EXERCISE DIRECTIONS. Ignoring the pictures, repeat every entry below exactly as it appears.

───── EXTRACTED RECORDS ─────

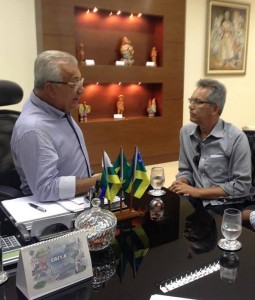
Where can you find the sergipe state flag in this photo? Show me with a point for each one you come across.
(110, 182)
(123, 169)
(140, 180)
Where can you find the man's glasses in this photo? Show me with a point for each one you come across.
(196, 158)
(77, 84)
(196, 101)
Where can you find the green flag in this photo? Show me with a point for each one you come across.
(140, 180)
(123, 169)
(110, 182)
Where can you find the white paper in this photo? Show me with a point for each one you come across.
(22, 212)
(163, 297)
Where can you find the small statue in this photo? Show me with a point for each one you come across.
(154, 53)
(127, 51)
(152, 107)
(81, 54)
(120, 104)
(84, 109)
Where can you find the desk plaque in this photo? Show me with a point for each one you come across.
(53, 264)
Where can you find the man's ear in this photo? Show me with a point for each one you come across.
(216, 109)
(49, 89)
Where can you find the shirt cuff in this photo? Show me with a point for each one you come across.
(67, 186)
(252, 219)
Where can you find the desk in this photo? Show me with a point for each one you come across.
(171, 258)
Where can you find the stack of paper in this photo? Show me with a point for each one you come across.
(20, 210)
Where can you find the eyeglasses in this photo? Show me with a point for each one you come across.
(197, 102)
(71, 84)
(196, 158)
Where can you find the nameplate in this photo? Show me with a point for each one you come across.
(89, 62)
(150, 64)
(119, 63)
(53, 264)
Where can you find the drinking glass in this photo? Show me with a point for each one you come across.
(231, 228)
(157, 180)
(3, 274)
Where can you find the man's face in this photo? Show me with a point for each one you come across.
(200, 110)
(67, 96)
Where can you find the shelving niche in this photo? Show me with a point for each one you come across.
(64, 24)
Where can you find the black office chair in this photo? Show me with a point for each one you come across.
(251, 137)
(10, 93)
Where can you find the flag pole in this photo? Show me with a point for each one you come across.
(121, 178)
(133, 180)
(106, 175)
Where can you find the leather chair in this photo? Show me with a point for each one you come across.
(251, 137)
(10, 93)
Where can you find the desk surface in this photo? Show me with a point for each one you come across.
(171, 254)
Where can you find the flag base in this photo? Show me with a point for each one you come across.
(127, 214)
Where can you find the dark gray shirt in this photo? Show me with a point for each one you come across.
(47, 153)
(225, 159)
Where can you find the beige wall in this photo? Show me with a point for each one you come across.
(18, 51)
(18, 43)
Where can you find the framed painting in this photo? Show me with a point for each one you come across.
(227, 37)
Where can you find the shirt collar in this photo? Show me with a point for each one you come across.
(217, 131)
(49, 109)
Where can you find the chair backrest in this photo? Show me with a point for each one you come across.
(251, 137)
(10, 93)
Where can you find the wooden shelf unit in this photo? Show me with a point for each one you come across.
(58, 27)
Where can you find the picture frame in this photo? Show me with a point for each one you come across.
(227, 37)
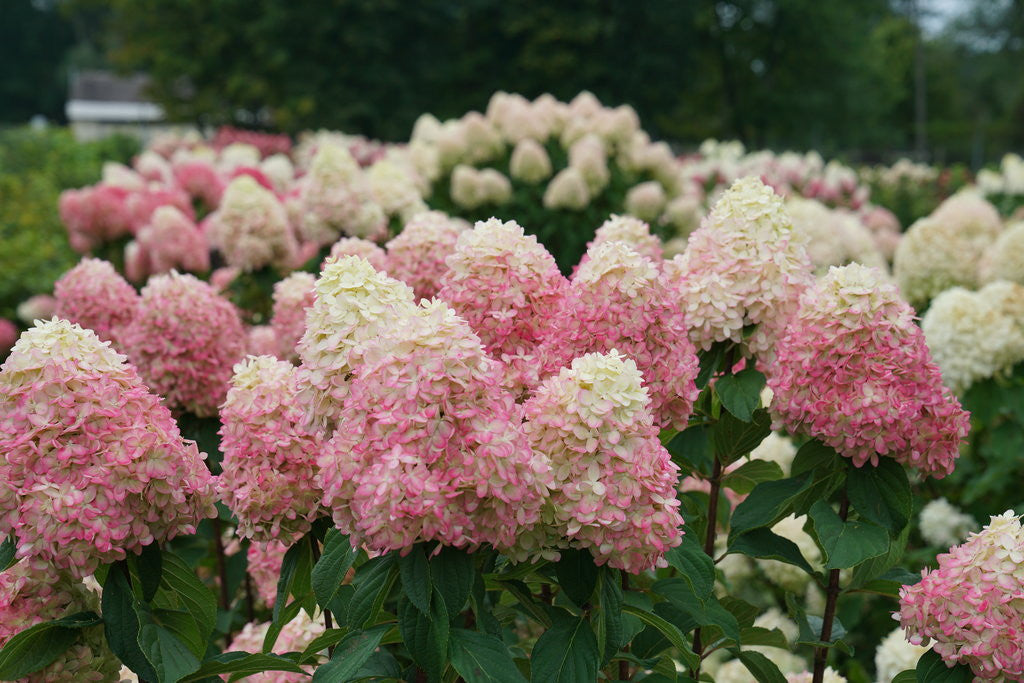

─────

RESULT.
Where can you find the sergipe state flag in this photo? Show me with a point for each one you come across.
(110, 182)
(123, 169)
(140, 180)
Where can you find the man's glasses in this photo? Show me with a point for each one you come across.
(196, 158)
(77, 84)
(196, 101)
Where can you find the green flag in this photo? Show me with a point for each one you come across.
(140, 180)
(123, 169)
(110, 182)
Where can you find the white paper in this photo? Show me with a point for each one you come across.
(22, 212)
(163, 297)
Where can you find the small statue in this photo? Show me with a point for each one you come across.
(154, 53)
(127, 51)
(152, 107)
(81, 54)
(120, 104)
(84, 109)
Where can you find the desk plaque in this photo? Show me with a point for each one you come across.
(53, 264)
Where can you find the man's ear in this photo? Show me with a point for each one you come across.
(216, 109)
(49, 89)
Where can you find the shirt cuff in this photo? Show me with a point for each one you come across.
(67, 186)
(252, 219)
Where can you find the desk in this photo? Show me with a point for each one you come across.
(171, 258)
Where can you find the stack of paper in this photo? Show me with a point for each one you come across.
(20, 210)
Where can you find the eyeglasses in this photo? Show me with a point for each one you come across.
(197, 102)
(71, 84)
(196, 158)
Where can you find the nameplate in this photo? Show me with a point for each one you come across.
(89, 62)
(150, 64)
(119, 63)
(53, 264)
Where can you find the drinking glass in this photo? Show me with a point for each one you come across.
(231, 228)
(157, 180)
(3, 274)
Where can you find the man's face in this photo? Show me with a point for each one you come across.
(200, 110)
(67, 96)
Where can you find the shelving niche in this photo? Show me with a point for each one you come across.
(64, 24)
Where can you find the black office chair in this photo? Show me with a point for each one you come across.
(251, 137)
(10, 93)
Where can you find the flag pole in this photo? Show me with a point for each one you come across.
(121, 178)
(133, 180)
(106, 175)
Where can you find the leather chair in this photo? Show me with a point for each one you come across.
(251, 137)
(10, 93)
Where can you find the desk surface in this photo? Show me with a point for each one you come across.
(171, 254)
Where can you find the flag base in this photo? Show me with a point for each one you come across.
(127, 214)
Where can you find the dark gray shirt in this photo? Show me with a point for each one you come across.
(47, 153)
(225, 159)
Where can you find the beige wall in this photo? Show me with a point for each one you come across.
(18, 51)
(18, 43)
Where can you find the framed painting in this photo? Show me with a point for each one you come across.
(227, 37)
Where can you find the shirt collar in this photo? Show me with a point for each one you come across.
(217, 131)
(49, 109)
Where can you find the chair backrest in this photo? Show me with a point for each one you come across.
(251, 137)
(10, 93)
Where can you find the wooden shelf unit in this photo? Show me with a point for each one you come across.
(58, 27)
Where can you find the picture frame in this photo? Show me with a point for each one you come across.
(227, 37)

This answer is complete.